• Task to carry out
Select every line in the records below that contains the word "mountain" and copy each such line.

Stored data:
────────────────────
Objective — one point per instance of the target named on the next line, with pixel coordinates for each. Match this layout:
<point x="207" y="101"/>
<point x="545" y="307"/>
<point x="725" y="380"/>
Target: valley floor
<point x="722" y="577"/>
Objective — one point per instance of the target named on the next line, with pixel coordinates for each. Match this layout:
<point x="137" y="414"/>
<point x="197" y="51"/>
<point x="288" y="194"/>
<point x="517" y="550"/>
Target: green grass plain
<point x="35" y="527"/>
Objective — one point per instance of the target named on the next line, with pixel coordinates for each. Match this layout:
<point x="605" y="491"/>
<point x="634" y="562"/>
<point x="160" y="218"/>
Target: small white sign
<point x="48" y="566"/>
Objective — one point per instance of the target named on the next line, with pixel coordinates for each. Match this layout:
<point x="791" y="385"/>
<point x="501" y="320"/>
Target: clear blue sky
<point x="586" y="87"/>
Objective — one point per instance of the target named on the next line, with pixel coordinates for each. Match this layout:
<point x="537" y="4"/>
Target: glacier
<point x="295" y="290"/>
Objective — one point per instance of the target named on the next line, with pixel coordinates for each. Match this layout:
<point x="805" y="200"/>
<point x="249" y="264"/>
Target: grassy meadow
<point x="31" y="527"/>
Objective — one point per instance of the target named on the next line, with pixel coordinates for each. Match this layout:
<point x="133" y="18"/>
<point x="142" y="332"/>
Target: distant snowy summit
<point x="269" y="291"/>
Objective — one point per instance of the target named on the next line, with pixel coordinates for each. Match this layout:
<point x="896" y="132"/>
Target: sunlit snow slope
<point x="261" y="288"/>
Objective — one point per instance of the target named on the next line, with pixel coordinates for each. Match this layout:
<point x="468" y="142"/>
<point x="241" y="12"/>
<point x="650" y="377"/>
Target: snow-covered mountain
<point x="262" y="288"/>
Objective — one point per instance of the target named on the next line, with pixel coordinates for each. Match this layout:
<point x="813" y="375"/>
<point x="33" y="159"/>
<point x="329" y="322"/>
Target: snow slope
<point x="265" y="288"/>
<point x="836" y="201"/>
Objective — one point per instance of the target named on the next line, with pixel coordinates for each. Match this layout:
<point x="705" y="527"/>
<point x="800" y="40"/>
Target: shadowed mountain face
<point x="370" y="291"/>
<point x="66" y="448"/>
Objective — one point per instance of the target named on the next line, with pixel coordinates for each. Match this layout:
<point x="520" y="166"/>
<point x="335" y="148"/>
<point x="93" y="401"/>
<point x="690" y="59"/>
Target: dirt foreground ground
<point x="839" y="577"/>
────────────────────
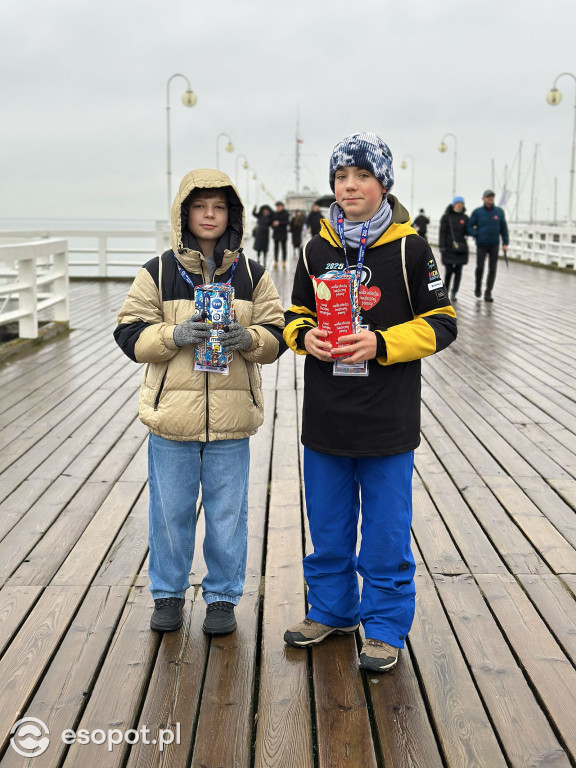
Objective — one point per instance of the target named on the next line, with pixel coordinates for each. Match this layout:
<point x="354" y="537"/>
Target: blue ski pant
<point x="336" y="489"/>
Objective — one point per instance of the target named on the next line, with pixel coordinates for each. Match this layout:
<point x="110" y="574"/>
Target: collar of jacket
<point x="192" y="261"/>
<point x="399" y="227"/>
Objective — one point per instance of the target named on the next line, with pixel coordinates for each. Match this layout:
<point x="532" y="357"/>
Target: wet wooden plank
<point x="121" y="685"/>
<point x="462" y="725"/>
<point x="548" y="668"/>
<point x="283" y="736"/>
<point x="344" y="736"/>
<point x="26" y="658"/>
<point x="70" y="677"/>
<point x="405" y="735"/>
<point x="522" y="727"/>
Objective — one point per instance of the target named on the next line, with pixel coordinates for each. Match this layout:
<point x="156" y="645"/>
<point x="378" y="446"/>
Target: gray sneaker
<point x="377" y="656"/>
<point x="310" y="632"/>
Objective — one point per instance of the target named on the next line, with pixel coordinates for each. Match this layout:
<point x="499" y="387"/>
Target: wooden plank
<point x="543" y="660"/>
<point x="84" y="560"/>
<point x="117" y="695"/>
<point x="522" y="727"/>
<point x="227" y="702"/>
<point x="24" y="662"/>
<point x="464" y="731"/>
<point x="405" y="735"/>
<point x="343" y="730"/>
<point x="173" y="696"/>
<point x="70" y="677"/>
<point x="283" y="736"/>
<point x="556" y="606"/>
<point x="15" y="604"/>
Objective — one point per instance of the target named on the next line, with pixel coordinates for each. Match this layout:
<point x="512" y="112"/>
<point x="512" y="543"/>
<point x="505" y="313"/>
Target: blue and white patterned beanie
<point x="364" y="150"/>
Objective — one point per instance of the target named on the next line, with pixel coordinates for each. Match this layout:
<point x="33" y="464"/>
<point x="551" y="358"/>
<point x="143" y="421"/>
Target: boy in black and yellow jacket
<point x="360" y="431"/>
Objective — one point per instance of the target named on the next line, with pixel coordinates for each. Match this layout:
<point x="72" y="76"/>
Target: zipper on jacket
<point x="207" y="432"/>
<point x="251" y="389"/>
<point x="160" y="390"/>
────────────────────
• Exercise solution
Target: snow-covered mountain
Target: shadowed mountain face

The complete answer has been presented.